Return the listing below in full, with every line exactly as it is.
((
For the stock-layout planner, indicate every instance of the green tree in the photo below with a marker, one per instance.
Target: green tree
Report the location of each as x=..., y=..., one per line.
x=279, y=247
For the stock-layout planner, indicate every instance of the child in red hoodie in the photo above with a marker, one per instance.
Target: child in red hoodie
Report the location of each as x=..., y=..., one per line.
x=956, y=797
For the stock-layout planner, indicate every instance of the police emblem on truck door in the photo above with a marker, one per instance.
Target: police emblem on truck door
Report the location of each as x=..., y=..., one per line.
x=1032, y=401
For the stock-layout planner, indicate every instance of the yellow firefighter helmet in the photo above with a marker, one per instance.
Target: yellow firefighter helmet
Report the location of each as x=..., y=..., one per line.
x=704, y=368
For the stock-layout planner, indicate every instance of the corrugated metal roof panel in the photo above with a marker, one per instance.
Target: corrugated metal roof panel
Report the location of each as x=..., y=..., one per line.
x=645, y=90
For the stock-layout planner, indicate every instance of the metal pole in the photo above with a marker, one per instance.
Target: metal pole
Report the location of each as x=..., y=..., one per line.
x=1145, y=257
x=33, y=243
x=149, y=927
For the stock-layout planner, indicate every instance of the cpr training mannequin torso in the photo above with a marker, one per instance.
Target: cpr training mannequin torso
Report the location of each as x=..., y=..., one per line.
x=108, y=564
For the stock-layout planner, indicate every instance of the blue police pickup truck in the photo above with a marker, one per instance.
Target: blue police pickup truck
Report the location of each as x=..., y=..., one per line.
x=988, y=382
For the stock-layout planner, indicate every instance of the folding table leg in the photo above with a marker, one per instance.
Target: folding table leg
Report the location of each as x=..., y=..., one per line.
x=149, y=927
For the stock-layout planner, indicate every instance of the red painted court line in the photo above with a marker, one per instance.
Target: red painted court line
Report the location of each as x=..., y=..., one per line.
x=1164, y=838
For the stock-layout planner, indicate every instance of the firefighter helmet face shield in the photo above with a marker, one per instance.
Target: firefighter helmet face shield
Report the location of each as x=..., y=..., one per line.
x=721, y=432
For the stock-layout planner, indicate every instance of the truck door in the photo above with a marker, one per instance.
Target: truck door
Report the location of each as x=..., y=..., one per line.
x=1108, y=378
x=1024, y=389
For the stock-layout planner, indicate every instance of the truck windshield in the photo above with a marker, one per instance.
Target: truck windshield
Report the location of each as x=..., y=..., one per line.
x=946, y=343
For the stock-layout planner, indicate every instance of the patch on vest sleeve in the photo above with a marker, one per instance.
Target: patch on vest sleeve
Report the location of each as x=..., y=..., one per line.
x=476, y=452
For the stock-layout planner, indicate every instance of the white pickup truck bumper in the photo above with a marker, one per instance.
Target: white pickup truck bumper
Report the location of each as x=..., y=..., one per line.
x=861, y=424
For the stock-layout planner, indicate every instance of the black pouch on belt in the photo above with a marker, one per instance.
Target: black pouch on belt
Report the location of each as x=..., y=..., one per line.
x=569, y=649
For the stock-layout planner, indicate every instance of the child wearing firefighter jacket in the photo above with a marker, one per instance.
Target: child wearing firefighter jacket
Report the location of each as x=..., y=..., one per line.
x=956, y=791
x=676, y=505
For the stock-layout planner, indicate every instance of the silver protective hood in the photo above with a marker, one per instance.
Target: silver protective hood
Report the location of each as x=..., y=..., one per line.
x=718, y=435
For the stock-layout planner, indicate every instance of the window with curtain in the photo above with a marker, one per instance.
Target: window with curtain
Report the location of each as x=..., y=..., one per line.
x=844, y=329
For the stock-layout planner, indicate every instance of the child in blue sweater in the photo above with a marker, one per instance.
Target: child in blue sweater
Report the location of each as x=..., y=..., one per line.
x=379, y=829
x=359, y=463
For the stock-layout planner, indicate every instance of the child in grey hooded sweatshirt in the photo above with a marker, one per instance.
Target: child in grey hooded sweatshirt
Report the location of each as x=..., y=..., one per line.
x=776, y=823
))
**Expected answer:**
For the stock-layout planner, indicate every instance of the green tree in the photo below with a marker, one per instance.
Target: green tree
Report the location of each as x=..., y=..., one per line.
x=279, y=247
For the stock-layout planner, indicate every instance of the child in red hoodie in the photo above with a marker, one per instance.
Target: child in red hoodie
Report the location of each as x=..., y=..., one per line.
x=956, y=797
For the stock-layout planner, indicate every instance of the police emblem on truck door in the photo above with a marker, one per instance.
Target: police emblem on truck door
Report the location of each as x=..., y=..., one per line.
x=1032, y=401
For the stock-layout planner, indicate every instance of the yellow firefighter helmet in the photo above with a marker, one per instance.
Target: yellow firefighter helmet
Report the location of each as x=..., y=..., one per line.
x=704, y=368
For the stock-layout planner, indicate every instance of the corrugated metal roof panel in the photo above with a marker, one per instance.
Target: corrugated metal roof panel
Report the location of each as x=..., y=..., one per line.
x=645, y=90
For the stock-layout planner, indicate every instance of the metal pole in the photo above with a marker, one per instance.
Target: metal pole
Report the location of each as x=..., y=..., one per line.
x=1145, y=257
x=33, y=243
x=149, y=927
For the stock-layout planner, indicate every instance of the cpr training mannequin torso in the photo above with a marker, one per instance.
Target: cpr training mannequin torso
Report the location of each as x=..., y=..., one per line.
x=108, y=564
For the stock-layout planner, indicate every instance of the blue police pickup truck in the photo above with a marker, one per instance.
Target: blue police pickup truck
Report the location of each as x=..., y=..., one per line.
x=988, y=382
For the stock-layout planner, indicate every instance of the folding table leg in the photo above with a marker, one per instance.
Target: folding table leg
Report the location of each as x=..., y=..., one per line.
x=149, y=927
For the stock-layout planner, indicate every instance of the red painted court line in the photo above with a marker, one per instance.
Target: red painted court line
Report the location of each as x=..., y=..., one per line.
x=1164, y=838
For the stock-layout planner, indicate every instance of the firefighter helmet face shield in the photo above with a marker, one per instance.
Target: firefighter helmet face shield
Report the location of each as x=..., y=..., one per line.
x=721, y=432
For the stock-layout planner, indicate every instance of the truck door in the photo above with a marker, one per instance.
Target: truck door
Report the location of each as x=..., y=..., one per line.
x=1108, y=378
x=1024, y=389
For the stock-layout planner, indicate every instance of the truck windshield in the photo above with a marker, one per instance.
Target: truck windshield
Report the location of each as x=..., y=..., one per line.
x=946, y=343
For the stock-layout planner, indicate every instance of the patch on vest sleeve in the photo above with a marker, one per instance.
Target: patch on vest sleeve
Report the location of each as x=..., y=..., one per line.
x=476, y=452
For the stock-layout planner, indicate every instance of the white pickup truck bumper in the photo above with a marker, one per instance.
Target: white pickup truck bumper
Report the location of each as x=..., y=..., one per line.
x=861, y=424
For the stock-layout planner, indicate every instance of the black pouch on belt in the photo above with a marker, one per instance.
Target: black pouch on belt
Report the location of each as x=..., y=..., one per line.
x=569, y=649
For the stock-layout planner, indicate every instance of the child wearing firefighter jacket in the photo above with a marker, one per instance.
Target: child wearing firefighter jacket
Report the location of each as x=..., y=..., one per line.
x=956, y=791
x=676, y=505
For the stock-layout planner, indicate every instance of the silver protective hood in the photo above with a marker, one per instance.
Target: silver protective hood
Report the location of each as x=..., y=..., one per line.
x=718, y=435
For the stock-layout planner, indicate every instance of the window with curtain in the photo above with a marker, one per instance.
Target: window with curtain
Report the location of each as x=..., y=..., one per line.
x=844, y=329
For the stock-layout planner, indicate every instance of the child in blue sweater in the photo above with a marker, one per instance.
Target: child in blue sweater
Report the location of each as x=..., y=..., one per line.
x=379, y=829
x=359, y=463
For the stock-layout planner, indicate every instance of the child in grey hooded sweatshirt in the photo above with a marker, one per instance.
Target: child in grey hooded sweatshirt
Report the location of each as x=..., y=..., one per line.
x=776, y=823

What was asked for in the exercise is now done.